***** Sayfa Alıntısı

Doğan Öz Hukuk Fakültesi

Doğan Öz Hukuk Fakültesi

25.03.2023 08:39
Güncellenme:
Takip Et:

John Berger, çok sevdiğim romanı “Düğüne”de, “Sonsuzluktan önce ne yapacağız?” sorusuna yanıt ararken, “Hiç kuşkusuz acele etmeyeceğiz!” diyerek asil bir başlangıç yapar. Nasılsa öleceğini bilmek ve ölümle inatlaşmamak… doğaya karşı koymamak… Bütün bunlar Britanya’daki sıralı ölüm düşüncesi için olgun ve bilgelik örülü satırlar. Oysa bizim ülkemizde ölüm her yerden çıkıp gelebilir. Bunca yıldır siyasi cinayet ve katliam sarmalından kurtulamadık bir türlü. Biraz dik duranların ve hakikatin savunuculuğunu üstlenenlerin ise burunlarından getirmeyi meziyet saydık. Ülkemizde öldürülen ilk savcımız Doğan Öz’ü toprağa vereli tam kırk beş yıl olmuş. Dile kolay. Tam kırk beş yıl.

**********
***** Kayıt Listesi

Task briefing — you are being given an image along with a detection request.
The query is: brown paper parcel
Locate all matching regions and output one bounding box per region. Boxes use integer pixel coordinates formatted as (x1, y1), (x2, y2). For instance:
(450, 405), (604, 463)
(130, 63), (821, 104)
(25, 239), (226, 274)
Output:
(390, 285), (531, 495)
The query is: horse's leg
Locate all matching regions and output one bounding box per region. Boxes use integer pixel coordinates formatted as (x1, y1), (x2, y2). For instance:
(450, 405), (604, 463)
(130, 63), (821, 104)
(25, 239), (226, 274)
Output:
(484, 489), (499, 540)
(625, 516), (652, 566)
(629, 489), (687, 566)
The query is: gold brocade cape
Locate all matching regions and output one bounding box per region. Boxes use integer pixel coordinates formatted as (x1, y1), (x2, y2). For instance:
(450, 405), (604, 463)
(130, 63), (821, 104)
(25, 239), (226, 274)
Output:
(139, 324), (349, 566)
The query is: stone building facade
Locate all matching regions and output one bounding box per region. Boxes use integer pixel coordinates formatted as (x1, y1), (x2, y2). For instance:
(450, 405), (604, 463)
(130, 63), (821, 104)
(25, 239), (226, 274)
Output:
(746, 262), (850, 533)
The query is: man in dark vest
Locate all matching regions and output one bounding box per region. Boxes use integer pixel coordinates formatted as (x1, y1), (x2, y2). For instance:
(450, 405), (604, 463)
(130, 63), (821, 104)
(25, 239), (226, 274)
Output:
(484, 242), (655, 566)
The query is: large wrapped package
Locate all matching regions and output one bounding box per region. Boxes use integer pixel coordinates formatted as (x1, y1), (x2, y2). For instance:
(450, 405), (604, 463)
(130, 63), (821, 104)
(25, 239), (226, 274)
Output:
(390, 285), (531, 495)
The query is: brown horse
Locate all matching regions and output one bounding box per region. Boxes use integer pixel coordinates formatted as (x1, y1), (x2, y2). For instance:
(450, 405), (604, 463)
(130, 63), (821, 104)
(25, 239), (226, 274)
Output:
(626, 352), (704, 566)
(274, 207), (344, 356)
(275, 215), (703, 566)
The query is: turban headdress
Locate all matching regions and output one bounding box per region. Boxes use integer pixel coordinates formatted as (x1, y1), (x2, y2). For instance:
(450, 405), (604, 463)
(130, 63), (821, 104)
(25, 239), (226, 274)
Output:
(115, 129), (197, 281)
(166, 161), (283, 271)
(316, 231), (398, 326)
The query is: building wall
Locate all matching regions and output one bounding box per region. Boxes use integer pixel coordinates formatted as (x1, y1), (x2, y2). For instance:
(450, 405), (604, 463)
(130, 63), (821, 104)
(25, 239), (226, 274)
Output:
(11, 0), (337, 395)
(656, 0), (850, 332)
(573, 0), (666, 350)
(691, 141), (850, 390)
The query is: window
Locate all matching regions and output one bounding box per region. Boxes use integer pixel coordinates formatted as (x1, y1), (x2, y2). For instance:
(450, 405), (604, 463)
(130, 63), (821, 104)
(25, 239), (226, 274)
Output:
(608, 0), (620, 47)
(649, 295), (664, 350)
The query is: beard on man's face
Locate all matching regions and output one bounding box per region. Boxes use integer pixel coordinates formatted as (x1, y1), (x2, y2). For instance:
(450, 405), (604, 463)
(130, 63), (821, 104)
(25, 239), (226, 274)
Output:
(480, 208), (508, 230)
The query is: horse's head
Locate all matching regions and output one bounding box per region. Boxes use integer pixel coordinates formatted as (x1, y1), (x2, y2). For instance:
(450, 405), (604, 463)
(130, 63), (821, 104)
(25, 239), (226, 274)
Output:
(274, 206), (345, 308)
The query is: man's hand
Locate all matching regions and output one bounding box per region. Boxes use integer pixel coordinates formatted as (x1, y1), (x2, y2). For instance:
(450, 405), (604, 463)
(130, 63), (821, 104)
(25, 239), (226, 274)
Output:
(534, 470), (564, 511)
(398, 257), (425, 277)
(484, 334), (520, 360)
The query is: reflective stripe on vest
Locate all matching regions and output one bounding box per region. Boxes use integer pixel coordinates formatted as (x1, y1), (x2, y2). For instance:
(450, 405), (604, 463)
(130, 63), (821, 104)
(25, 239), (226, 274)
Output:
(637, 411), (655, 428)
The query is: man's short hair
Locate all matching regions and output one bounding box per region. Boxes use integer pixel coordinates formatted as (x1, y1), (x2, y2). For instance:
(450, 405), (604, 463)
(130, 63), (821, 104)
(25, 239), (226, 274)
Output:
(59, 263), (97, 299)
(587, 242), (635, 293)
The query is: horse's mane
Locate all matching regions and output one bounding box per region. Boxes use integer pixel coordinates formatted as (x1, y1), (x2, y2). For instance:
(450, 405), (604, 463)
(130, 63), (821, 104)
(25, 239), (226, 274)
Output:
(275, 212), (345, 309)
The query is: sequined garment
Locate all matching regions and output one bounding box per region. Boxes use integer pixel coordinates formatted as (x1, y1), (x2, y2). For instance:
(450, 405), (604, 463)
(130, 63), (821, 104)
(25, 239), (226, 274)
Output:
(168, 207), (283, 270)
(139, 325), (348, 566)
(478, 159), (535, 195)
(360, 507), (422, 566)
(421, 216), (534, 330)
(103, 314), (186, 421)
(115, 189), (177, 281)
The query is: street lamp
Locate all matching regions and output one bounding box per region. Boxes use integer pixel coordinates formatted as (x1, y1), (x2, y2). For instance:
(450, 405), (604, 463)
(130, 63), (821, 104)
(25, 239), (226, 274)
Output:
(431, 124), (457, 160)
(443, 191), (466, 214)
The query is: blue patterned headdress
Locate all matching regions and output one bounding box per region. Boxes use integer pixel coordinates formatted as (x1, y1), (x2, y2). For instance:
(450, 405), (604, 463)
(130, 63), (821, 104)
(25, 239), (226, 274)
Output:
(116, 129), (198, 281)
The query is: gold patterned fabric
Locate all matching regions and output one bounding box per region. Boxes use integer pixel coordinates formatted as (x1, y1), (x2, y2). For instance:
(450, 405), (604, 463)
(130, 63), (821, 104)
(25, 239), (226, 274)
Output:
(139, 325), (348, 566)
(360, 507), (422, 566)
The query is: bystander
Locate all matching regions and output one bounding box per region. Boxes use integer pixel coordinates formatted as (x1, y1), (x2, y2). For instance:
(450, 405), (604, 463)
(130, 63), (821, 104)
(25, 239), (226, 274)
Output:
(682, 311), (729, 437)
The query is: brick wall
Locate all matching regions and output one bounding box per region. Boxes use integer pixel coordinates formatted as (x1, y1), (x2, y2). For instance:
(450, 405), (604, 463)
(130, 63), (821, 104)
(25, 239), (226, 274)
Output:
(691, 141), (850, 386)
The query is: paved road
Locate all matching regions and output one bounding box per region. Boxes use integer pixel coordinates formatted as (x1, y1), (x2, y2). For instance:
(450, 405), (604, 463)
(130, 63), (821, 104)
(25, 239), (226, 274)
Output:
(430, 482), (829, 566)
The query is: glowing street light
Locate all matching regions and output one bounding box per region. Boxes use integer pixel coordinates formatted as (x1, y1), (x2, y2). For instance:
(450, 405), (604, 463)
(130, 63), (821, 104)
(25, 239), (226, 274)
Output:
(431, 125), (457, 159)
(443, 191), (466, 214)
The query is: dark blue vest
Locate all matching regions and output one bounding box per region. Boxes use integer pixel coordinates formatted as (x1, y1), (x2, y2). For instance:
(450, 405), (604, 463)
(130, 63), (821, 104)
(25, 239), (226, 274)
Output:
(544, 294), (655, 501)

**********

#### Görev Listesi:
**a.** Sayfa alıntısına göre aşağıdaki ifadelerin her biri için evet ya da hayır deyin ve kararı belirleyen sözcükleri alıntıdan aynen aktarın: (i) Doğan Öz, ülkede öldürülen ilk savcıdır. (ii) “Düğüne” adlı roman John Berger’a aittir. (iii) Doğan Öz’ün toprağa verilmesinin üzerinden otuz yıl geçmiştir.
**b.** Sayfa alıntısında John Berger, “Sonsuzluktan önce ne yapacağız?” sorusuna hangi sözlerle karşılık verir?
Yanıtlarda yalnızca sayfa alıntısındaki bilgilere dayanın.

#### Sıralı Yanıtlar:
**a.**
(i) Evet: “Ülkemizde öldürülen ilk savcımız Doğan Öz’ü”
(ii) Evet: “John Berger, çok sevdiğim romanı “Düğüne”de”
(iii) Hayır: “toprağa vereli tam kırk beş yıl olmuş”

**b.** “Hiç kuşkusuz acele etmeyeceğiz!” diyerek karşılık verir.